◆ Source passage:
******************************

UKIP leader, Nigel Farage, hailed it as the UK’s “independence day” but the Remain camp called it a “catastrophe”. The pound fell to its lowest level against the dollar since 1985 as the markets reacted to the results.
The referendum turnout was 71.8% – with more than 30 million people voting – the highest turnout at a UK election since 1992. Wales and the majority of England outside London voted in large numbers for Brexit.
Labour’s Shadow chancellor John McDonnell said the Bank of England may have to intervene to shore up the pound, which lost 3% within moments of the first result showing a strong result for Leave in Sunderland and fell as much as 6.5% against the euro.
UKIP leader Nigel Farage – who has campaigned for the past 20 years for Britain to leave the EU – told cheering supporters “this will be a victory for ordinary people, for decent people”. Mr Farage – who predicted a Remain win at the start of the night after polls suggested that would happen – said it would “go down in history as our independence day”. He called on Prime Minister David Cameron, who called the referendum but campaigned passionately for a Remain vote, to quit “immediately”.
Labour sources also said David Cameron “should seriously consider his position”. But pro-Leave Conservatives including Boris Johnson and Michael Gove have signed a letter to Mr Cameron urging him to stay on whatever the result. Labour leader Jeremy Corbyn, who called for the UK to remain in the EU but was accused of a lukewarm campaign, said poorer communities were “fed up” with cuts and felt “marginalised by successive governments”.
“Clearly there are some very difficult days ahead,” he said, adding that “there will be job consequences as a result of this decision”. He said the point he had made during the campaign was that “there were good things” about the EU but also “other things that had not been addressed properly”.
Former Labour Europe Minister Keith Vaz told the BBC the British people had voted with their “emotions” and rejected the advice of experts who had warned about the economic impact of leaving the EU. He said the EU should call an emergency summit to deal with the aftermath of the vote, which he described as “catastrophic for our country, for the rest of Europe and for the rest of the world”.
Germany’s foreign minister Frank Walter Steinmeier described the referendum result as as “a sad day for Europe and Great Britain”. But Leave supporting Tory MP Liam Fox said voters had shown great “courage” by deciding to “change the course of history” for the UK and, he hoped, the rest of Europe. And he called for a “period of calm, a period of reflection, to let it all sink in and to work through what the actual technicalities are,” insisting that Mr Cameron must stay on as PM.
Scotland’s First Minister Nicola Sturgeon has said that the EU vote “makes clear that the people of Scotland see their future as part of the European Union” after all 32 local authority areas returned majorities for Remain. London has voted to stay in the EU by around 60% to 40%. However, no other region of England has voted in favour of remaining. The referendum has underlined the social and cultural gap between London and provincial England.
Remain’s defeat seems to have been primarily the product of the decisions made by voters living north of the M4. Throughout the Midlands and the North of England the level of support for Remain was well below what was required for it to win at least 50% of the vote across the UK as a whole.

******************************

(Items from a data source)
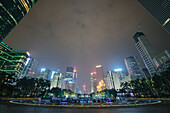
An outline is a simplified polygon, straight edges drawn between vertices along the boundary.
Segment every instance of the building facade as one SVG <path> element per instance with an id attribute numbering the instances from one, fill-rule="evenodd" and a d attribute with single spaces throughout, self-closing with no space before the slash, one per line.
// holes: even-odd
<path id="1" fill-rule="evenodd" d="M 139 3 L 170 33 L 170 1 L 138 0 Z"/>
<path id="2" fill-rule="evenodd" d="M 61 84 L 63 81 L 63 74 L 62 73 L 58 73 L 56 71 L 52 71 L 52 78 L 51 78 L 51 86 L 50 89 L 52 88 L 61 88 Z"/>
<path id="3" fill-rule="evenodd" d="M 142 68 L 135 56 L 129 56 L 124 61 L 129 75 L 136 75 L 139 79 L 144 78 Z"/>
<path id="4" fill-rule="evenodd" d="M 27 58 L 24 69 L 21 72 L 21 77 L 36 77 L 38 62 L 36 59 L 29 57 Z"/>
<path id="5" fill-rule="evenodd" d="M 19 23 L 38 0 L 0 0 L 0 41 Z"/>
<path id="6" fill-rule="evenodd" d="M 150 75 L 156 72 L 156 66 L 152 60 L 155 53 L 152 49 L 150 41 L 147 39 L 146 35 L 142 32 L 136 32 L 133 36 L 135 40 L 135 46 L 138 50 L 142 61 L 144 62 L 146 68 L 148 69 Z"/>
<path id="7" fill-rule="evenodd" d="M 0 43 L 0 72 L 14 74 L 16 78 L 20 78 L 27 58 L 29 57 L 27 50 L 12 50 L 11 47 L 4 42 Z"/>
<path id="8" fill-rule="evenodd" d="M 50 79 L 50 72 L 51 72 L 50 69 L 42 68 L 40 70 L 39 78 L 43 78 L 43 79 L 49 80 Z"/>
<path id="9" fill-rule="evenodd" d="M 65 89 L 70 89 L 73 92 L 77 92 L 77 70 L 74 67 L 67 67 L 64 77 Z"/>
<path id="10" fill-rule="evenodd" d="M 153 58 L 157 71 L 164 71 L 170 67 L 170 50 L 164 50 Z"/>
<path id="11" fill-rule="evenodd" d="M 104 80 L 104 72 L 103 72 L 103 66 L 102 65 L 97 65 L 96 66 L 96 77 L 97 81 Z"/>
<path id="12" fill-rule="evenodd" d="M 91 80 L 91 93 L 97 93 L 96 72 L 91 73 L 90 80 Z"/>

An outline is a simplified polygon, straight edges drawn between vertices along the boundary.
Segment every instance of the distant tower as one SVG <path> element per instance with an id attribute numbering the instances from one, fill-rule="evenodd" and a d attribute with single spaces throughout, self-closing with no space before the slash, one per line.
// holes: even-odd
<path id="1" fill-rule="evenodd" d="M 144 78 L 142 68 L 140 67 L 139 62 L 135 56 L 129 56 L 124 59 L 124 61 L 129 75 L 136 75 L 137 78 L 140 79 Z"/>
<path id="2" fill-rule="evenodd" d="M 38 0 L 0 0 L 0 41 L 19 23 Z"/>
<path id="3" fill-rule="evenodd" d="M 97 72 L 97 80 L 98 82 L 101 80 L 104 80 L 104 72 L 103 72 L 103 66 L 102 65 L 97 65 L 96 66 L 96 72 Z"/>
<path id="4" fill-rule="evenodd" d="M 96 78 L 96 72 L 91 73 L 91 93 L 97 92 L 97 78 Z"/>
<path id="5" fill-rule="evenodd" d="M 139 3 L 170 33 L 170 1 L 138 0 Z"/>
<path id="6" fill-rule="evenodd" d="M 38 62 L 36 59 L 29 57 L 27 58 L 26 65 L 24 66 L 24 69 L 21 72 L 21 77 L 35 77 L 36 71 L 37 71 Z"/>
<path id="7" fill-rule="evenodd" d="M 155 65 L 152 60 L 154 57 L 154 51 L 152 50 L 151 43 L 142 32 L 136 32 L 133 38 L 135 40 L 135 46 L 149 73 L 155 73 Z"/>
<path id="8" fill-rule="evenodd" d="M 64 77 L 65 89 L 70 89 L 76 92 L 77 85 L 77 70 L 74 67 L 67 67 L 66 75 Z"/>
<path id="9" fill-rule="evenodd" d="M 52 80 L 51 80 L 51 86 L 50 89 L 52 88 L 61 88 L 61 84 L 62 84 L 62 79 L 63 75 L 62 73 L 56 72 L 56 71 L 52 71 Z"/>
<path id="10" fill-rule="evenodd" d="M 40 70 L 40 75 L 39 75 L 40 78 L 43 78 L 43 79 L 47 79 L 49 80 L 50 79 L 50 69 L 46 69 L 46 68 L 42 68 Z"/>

******************************

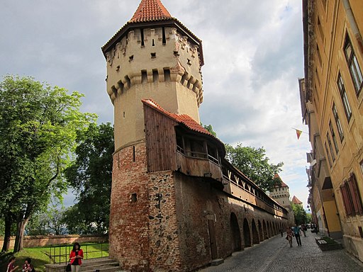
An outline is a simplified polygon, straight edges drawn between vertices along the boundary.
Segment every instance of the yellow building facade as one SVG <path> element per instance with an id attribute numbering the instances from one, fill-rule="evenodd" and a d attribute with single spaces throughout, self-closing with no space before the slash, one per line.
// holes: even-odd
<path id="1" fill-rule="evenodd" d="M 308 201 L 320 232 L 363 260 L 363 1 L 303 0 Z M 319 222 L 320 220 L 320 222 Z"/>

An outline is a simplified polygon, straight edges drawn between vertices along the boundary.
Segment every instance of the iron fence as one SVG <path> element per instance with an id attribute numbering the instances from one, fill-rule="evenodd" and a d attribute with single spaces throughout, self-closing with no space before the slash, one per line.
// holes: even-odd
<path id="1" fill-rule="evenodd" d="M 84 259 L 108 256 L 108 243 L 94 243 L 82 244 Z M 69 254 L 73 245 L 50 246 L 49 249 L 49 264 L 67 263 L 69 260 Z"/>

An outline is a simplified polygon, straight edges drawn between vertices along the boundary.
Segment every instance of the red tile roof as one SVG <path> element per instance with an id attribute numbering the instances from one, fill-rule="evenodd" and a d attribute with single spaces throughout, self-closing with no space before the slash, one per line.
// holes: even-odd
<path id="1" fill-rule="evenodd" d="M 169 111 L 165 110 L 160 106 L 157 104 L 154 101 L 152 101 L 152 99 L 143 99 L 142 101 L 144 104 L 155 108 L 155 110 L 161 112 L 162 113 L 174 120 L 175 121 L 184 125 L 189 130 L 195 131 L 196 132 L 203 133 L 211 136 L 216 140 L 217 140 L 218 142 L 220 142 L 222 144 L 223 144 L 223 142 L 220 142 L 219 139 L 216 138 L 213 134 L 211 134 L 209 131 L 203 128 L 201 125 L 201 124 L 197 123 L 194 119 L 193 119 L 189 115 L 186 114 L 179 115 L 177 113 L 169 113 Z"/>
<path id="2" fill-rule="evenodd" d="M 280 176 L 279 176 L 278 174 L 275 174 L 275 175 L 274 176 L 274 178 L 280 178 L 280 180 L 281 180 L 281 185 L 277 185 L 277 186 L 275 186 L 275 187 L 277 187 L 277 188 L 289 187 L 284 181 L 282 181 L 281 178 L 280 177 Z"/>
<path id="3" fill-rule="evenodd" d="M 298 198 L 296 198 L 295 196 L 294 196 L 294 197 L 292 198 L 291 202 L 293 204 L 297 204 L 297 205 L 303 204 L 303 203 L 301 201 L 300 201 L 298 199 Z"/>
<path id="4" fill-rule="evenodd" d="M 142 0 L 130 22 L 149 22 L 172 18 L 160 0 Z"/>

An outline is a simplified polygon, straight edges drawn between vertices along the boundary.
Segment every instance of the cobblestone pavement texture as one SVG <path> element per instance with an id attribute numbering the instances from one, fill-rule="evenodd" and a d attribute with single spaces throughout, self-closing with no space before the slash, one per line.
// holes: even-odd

******************************

◆ List of tasks:
(A) Reproduce word for word the part of the referendum passage starting at "UKIP leader, Nigel" and ending at "against the euro.".
(B) According to the referendum passage, by roughly what margin did London vote to stay in the EU?

◆ Completed exercise:
(A)
UKIP leader, Nigel Farage, hailed it as the UK’s “independence day” but the Remain camp called it a “catastrophe”. The pound fell to its lowest level against the dollar since 1985 as the markets reacted to the results.
The referendum turnout was 71.8% – with more than 30 million people voting – the highest turnout at a UK election since 1992. Wales and the majority of England outside London voted in large numbers for Brexit.
Labour’s Shadow chancellor John McDonnell said the Bank of England may have to intervene to shore up the pound, which lost 3% within moments of the first result showing a strong result for Leave in Sunderland and fell as much as 6.5% against the euro.

(B) Around 60% to 40%.